Activity: Reproduce, exactly and in full, only the lines below from the one containing "TARGET = red stage curtain" through the one containing "TARGET = boat deck".

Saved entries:
* * * * *

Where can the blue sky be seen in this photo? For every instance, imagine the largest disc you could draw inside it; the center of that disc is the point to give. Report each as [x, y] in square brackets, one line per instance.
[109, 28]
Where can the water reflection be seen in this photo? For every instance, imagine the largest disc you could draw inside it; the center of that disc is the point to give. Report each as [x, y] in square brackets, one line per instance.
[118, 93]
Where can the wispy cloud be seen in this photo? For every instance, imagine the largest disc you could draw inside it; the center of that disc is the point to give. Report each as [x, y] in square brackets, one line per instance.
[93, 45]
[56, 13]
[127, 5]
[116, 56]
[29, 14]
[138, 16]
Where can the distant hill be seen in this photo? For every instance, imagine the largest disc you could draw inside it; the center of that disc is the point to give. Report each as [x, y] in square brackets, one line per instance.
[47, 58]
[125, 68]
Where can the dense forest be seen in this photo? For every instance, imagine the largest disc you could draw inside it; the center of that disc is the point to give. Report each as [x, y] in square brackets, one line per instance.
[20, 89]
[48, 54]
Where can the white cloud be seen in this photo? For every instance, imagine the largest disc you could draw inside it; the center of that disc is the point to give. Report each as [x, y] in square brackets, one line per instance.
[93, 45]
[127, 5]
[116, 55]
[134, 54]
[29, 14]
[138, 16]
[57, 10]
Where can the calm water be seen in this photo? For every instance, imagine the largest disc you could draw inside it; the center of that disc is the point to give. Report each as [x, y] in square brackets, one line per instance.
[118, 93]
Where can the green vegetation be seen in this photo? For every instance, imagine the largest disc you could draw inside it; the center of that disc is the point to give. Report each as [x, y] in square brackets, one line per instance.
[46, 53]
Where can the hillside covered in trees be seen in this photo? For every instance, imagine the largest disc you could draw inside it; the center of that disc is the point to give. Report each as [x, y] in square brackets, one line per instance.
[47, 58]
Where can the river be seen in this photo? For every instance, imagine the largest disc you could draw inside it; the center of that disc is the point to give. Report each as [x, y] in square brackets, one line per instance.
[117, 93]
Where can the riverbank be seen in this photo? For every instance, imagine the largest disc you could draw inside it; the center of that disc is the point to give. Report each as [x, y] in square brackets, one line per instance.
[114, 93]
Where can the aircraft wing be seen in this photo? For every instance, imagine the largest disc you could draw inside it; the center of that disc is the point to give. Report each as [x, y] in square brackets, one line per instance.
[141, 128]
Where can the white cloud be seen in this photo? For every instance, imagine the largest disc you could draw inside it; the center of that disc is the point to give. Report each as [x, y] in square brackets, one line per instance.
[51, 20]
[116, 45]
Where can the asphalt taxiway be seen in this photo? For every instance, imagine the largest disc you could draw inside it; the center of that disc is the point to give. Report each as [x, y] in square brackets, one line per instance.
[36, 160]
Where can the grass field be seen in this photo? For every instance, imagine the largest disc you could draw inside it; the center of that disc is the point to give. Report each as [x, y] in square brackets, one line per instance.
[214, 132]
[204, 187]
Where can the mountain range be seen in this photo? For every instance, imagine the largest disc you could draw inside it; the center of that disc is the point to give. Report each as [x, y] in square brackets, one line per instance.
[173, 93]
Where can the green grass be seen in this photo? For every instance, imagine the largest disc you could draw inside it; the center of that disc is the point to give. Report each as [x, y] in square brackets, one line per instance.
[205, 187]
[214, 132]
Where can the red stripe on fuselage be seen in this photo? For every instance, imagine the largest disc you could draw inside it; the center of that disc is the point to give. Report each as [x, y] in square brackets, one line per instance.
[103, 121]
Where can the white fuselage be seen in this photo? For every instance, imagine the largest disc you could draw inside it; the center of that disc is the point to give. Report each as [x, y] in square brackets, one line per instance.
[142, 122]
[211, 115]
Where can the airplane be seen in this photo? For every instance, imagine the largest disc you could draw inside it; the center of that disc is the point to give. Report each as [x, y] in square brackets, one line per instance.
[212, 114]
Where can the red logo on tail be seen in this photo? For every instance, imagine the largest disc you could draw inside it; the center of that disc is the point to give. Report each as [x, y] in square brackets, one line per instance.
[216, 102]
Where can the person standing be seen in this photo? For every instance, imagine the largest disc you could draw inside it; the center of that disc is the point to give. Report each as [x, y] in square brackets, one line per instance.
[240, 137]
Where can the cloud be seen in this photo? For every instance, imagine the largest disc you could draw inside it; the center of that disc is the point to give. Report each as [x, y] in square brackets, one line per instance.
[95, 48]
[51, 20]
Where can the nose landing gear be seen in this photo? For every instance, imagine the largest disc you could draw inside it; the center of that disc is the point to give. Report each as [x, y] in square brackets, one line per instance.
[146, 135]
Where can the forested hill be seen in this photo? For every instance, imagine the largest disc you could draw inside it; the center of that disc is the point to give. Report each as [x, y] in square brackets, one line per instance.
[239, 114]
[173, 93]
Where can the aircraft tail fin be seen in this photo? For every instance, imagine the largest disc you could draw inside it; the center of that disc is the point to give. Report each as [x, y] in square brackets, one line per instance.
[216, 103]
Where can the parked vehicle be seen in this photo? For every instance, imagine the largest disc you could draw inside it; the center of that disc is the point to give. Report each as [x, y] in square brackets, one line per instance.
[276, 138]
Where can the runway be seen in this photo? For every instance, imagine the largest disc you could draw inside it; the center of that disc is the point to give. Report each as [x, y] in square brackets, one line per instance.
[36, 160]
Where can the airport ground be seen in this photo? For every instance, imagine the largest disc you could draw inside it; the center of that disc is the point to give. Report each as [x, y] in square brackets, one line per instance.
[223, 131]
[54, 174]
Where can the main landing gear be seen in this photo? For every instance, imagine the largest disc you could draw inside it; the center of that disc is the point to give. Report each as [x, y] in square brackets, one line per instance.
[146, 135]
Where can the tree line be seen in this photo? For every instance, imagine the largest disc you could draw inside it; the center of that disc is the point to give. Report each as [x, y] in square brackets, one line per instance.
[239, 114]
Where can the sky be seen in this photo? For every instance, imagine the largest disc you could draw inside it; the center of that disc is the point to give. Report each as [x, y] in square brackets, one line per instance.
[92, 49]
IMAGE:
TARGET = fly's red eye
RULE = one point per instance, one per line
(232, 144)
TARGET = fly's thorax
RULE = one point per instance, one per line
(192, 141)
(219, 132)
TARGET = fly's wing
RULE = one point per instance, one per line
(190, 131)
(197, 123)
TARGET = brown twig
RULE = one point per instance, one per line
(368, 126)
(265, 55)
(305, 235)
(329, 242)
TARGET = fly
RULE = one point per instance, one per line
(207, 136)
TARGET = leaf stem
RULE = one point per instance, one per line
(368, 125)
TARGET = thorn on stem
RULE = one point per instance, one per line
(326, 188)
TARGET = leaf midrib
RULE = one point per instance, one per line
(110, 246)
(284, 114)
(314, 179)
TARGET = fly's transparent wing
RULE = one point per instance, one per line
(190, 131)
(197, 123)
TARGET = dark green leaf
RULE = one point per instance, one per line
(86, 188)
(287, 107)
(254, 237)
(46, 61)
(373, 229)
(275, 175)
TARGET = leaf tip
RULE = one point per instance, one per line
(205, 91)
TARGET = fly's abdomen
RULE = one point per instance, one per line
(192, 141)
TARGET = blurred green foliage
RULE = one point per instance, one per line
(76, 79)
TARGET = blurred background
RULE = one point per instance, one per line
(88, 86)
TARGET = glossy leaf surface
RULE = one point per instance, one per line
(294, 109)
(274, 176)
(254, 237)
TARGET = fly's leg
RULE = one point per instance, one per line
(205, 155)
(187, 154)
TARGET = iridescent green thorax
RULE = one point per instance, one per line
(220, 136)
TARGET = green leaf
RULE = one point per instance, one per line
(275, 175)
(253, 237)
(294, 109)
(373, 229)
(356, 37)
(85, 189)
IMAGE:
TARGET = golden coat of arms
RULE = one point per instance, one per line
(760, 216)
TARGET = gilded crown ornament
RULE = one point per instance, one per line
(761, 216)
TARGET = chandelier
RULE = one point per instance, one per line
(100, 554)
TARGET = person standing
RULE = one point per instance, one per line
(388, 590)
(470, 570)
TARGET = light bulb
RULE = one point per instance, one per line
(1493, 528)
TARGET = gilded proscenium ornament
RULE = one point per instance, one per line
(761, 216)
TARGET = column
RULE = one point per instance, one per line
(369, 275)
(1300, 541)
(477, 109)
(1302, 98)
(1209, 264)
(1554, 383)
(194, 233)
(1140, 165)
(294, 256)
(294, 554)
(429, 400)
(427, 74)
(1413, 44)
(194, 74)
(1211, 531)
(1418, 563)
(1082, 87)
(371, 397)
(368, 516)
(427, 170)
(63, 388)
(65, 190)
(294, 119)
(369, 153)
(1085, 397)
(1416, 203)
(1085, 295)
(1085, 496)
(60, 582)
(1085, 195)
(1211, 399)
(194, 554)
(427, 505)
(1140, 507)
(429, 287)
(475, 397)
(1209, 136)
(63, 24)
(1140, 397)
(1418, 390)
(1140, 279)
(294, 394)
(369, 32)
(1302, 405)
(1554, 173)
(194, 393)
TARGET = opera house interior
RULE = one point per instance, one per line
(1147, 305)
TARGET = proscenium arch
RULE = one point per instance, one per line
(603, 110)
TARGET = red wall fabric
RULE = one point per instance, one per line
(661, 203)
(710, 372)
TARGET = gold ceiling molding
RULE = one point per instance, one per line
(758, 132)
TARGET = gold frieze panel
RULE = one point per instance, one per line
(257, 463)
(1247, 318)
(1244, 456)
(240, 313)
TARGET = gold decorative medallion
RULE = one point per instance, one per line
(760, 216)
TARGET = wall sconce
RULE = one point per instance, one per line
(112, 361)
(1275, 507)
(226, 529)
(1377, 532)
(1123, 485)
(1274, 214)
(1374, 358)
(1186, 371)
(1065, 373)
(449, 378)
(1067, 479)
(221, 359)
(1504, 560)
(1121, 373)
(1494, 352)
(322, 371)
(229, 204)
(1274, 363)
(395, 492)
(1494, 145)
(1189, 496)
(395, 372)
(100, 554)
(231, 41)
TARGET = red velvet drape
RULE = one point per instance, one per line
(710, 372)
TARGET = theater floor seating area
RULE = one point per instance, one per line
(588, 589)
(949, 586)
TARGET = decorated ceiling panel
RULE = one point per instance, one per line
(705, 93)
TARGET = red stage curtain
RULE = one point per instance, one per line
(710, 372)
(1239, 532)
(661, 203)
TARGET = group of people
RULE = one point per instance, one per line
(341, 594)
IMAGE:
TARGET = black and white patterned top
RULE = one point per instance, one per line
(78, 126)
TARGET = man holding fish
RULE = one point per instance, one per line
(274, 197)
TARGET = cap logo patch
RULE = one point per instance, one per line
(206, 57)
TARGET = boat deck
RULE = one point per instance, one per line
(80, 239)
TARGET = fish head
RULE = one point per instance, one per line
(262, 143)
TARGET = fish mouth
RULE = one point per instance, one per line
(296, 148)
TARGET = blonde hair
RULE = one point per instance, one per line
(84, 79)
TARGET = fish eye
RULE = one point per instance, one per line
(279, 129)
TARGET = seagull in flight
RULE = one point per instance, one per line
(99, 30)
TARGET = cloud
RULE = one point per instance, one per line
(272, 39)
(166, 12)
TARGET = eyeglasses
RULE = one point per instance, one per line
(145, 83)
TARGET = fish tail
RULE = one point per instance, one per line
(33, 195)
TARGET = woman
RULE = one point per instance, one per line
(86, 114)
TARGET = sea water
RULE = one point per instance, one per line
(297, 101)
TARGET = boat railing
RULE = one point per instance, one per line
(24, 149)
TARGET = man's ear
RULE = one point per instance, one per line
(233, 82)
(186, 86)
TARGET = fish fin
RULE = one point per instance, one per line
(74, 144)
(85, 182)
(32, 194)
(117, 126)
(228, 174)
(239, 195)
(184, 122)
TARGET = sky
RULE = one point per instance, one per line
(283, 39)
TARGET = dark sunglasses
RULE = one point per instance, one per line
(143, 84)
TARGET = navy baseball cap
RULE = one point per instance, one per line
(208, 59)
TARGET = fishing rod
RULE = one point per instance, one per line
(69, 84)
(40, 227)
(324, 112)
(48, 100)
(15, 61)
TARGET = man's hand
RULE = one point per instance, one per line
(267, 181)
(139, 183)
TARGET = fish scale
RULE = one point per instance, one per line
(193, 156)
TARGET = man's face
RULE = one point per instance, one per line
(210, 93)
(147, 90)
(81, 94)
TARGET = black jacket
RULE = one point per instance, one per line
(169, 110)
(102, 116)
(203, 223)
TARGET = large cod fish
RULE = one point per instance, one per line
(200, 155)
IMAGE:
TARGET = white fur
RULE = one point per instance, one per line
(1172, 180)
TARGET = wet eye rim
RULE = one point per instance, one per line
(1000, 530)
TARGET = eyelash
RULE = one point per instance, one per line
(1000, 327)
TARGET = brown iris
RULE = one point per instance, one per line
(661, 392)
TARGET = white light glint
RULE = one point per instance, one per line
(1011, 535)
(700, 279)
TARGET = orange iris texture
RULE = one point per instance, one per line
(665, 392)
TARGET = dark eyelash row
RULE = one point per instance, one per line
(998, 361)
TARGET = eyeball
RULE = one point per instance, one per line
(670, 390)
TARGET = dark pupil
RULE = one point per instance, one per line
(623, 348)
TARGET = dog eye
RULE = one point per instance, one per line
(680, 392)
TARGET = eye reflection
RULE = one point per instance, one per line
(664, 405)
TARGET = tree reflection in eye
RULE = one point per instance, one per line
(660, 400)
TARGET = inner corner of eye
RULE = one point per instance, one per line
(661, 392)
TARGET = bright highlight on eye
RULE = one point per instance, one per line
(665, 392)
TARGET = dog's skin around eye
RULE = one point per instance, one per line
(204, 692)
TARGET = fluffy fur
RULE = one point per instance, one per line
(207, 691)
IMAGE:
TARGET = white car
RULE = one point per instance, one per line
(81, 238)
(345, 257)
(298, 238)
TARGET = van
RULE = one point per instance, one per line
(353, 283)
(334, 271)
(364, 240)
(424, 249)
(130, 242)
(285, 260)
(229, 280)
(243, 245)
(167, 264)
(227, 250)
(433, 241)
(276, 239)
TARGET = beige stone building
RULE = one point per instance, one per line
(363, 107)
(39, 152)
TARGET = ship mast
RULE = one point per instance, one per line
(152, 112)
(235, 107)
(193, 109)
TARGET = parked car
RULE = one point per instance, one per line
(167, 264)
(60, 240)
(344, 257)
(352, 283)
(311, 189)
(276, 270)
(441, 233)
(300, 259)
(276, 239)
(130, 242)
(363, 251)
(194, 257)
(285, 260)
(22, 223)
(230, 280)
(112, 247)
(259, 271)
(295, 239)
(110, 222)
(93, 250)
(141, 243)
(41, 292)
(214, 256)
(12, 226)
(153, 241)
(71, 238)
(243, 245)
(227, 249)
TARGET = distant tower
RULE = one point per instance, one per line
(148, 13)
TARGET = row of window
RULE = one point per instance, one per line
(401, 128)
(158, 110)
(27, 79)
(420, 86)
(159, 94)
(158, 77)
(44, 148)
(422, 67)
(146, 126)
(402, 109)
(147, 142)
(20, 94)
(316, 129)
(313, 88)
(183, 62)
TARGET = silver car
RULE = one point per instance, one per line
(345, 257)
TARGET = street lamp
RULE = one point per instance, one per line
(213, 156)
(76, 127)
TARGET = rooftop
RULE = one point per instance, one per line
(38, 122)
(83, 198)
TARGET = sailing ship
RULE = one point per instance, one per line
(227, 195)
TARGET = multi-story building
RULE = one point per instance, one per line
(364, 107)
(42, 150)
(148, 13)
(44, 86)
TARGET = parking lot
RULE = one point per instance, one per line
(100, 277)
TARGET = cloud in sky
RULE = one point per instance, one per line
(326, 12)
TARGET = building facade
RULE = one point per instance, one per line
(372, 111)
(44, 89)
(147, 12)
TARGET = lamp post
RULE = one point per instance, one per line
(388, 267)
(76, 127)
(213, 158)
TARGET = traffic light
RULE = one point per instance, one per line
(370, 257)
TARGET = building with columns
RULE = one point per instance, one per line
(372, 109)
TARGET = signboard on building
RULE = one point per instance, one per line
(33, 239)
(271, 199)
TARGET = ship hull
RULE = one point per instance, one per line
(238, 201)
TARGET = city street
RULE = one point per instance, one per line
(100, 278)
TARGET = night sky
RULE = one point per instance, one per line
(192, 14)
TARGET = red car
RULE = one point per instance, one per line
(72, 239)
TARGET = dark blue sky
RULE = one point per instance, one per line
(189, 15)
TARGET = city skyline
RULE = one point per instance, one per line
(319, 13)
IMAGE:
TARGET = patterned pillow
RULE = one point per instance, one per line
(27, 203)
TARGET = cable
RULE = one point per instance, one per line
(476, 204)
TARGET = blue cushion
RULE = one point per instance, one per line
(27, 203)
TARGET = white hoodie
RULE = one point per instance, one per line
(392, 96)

* * * * *

Task result:
TARGET = red stage curtain
RULE = one point per instance, one per line
(710, 372)
(1239, 532)
(661, 203)
TARGET = group of people
RULE = one point per instance, one per line
(341, 594)
IMAGE:
TARGET = black and white patterned top
RULE = one point per instance, one per line
(78, 126)
TARGET = man holding fish
RULE = one point per instance, one per line
(274, 197)
TARGET = cap logo patch
RULE = one point per instance, one per line
(206, 57)
TARGET = boat deck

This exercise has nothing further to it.